# [Work item]
Go through the data line by line. Copy each one holding the string "green".

(Dataset entries)
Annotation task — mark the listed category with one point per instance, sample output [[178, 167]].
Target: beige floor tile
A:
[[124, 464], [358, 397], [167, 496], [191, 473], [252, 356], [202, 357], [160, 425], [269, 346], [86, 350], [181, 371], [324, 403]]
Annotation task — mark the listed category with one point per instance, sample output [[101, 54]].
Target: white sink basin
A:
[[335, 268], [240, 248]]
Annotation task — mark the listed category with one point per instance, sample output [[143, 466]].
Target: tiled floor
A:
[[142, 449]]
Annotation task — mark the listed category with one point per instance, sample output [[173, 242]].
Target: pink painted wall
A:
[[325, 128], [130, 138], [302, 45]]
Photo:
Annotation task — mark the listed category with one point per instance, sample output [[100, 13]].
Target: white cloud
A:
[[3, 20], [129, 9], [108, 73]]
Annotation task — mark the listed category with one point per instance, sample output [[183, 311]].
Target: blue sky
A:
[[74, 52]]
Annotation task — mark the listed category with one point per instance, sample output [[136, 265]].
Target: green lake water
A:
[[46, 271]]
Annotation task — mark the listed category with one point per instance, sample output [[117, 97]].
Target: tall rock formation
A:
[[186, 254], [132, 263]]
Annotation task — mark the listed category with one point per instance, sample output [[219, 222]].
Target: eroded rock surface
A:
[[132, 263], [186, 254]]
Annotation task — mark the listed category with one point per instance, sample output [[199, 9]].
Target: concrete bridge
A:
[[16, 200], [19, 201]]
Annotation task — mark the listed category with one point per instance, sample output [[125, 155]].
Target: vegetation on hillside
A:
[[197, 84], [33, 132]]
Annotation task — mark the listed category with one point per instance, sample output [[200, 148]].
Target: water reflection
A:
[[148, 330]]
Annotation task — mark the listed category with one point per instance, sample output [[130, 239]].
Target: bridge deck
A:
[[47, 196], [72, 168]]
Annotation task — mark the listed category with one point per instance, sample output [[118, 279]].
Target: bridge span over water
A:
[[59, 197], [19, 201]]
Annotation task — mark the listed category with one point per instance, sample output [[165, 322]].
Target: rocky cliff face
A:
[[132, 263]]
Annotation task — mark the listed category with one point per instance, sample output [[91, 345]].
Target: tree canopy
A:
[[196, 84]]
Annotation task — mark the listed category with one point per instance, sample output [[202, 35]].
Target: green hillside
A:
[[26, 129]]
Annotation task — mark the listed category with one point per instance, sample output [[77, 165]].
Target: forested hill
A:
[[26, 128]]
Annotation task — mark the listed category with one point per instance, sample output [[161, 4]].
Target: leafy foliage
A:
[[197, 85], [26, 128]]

# [Output for this exercise]
Target: green lake water
Target: green hillside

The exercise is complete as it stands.